[Photo-based referring expression data]
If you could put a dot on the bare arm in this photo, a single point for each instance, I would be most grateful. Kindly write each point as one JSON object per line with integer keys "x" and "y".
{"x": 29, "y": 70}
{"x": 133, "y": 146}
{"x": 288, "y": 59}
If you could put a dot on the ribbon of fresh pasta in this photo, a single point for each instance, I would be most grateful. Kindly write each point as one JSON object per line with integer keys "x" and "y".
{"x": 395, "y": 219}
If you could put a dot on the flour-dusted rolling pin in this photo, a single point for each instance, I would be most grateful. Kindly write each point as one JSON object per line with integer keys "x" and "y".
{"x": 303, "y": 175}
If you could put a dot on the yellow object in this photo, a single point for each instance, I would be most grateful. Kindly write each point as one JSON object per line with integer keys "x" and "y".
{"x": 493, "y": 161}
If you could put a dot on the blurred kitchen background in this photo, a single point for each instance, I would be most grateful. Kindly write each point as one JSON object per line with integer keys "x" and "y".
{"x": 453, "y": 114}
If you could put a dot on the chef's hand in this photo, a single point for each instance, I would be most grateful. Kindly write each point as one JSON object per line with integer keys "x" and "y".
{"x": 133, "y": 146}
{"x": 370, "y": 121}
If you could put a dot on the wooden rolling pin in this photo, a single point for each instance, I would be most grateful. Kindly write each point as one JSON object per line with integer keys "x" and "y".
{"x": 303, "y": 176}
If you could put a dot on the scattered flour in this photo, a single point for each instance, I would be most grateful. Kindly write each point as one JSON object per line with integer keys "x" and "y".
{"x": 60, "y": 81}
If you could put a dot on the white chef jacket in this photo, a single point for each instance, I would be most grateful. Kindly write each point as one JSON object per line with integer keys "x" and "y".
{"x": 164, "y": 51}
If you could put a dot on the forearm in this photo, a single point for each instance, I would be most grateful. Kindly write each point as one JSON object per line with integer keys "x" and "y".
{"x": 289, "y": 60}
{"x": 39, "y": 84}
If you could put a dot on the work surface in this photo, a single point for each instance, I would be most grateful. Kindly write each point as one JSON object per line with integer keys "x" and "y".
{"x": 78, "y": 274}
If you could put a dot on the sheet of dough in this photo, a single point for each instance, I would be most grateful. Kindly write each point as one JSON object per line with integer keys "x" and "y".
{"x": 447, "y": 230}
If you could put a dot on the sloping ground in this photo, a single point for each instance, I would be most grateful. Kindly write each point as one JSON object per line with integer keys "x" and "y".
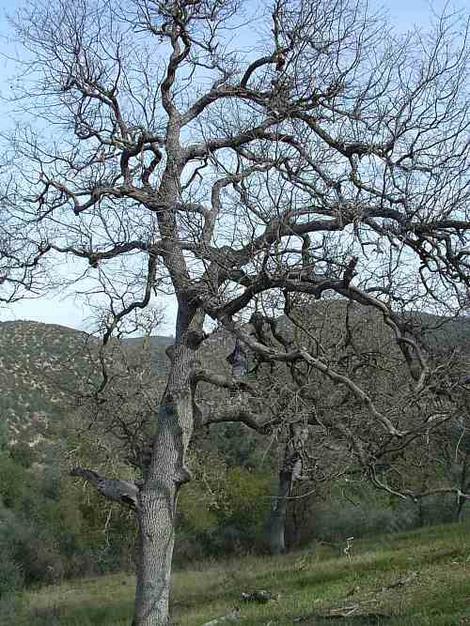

» **Exercise aim**
Repeat each entry exactly as it appears; skip any picture.

» **The completed task**
If you could put a dot on the bare arm in this photo, a single point for each instance, I would be most grateful. Kindly write each point as one JSON object per line with integer keys "x" and "y".
{"x": 29, "y": 70}
{"x": 133, "y": 146}
{"x": 288, "y": 59}
If you could put a dot on the ribbon of fresh pasta in this photo, a single point for each instance, I would be most grateful. Kindly write each point as one JSON object per line with integer keys "x" and "y".
{"x": 395, "y": 219}
If you could put a dot on the flour-dusted rolling pin in this photo, a single point for each instance, I would be most grateful. Kindly write each point as one JSON object per line with integer keys "x" and "y".
{"x": 303, "y": 175}
If you could put a dot on the yellow object in this photo, a single point for each instance, I would be most grateful. Kindly write each point as one JSON object per line with integer keys "x" and "y".
{"x": 493, "y": 161}
If you could put a dot on the blurred kitchen background in this photo, a single point for each instance, I would be most grateful. Kindly write each point as one JSON object per line with integer keys "x" and "y".
{"x": 453, "y": 114}
If you could put a dot on the chef's hand in this photo, a single point for each instance, I would be most grateful. Kindly write each point as one JSON object per line with integer keys "x" and "y".
{"x": 133, "y": 146}
{"x": 370, "y": 121}
If you could put a dot on the wooden rolling pin in this photo, a single point for each instance, I would be most grateful. Kindly write each point as one JSON object per line with integer keys "x" and "y".
{"x": 303, "y": 176}
If you could put a dot on the scattered flour in this photo, a single point for each instance, I would be most grateful. Kindly write each point as one JSON object per line with integer keys "x" and "y".
{"x": 60, "y": 81}
If you could put a dot on the white chef jacket in this photo, a single point for each instance, I would be most grateful. Kindly write each point as one JSON object per line with integer keys "x" and "y".
{"x": 164, "y": 51}
If you could put a dot on the forearm in this photo, a single point for each instance, I would be most grateful. Kindly write each point as one JSON object per line with integer keys "x" and "y".
{"x": 289, "y": 60}
{"x": 39, "y": 84}
If you could put a dot on the work surface in this photo, a single point for each instance, I would be most grateful. Kindly write each point as one JSON object per line with integer keys "x" and "y".
{"x": 78, "y": 274}
If you could put a dot on the sheet of dough in this photo, a single point for each instance, I would be most grateful. Kindly write each point as one JSON object per line with integer keys "x" and "y".
{"x": 447, "y": 230}
If you could put a dot on the sloping ground in this photo, a single point for each instance, I would be most grateful. Kindly write each point as one JSON object per line with integer keys "x" and "y".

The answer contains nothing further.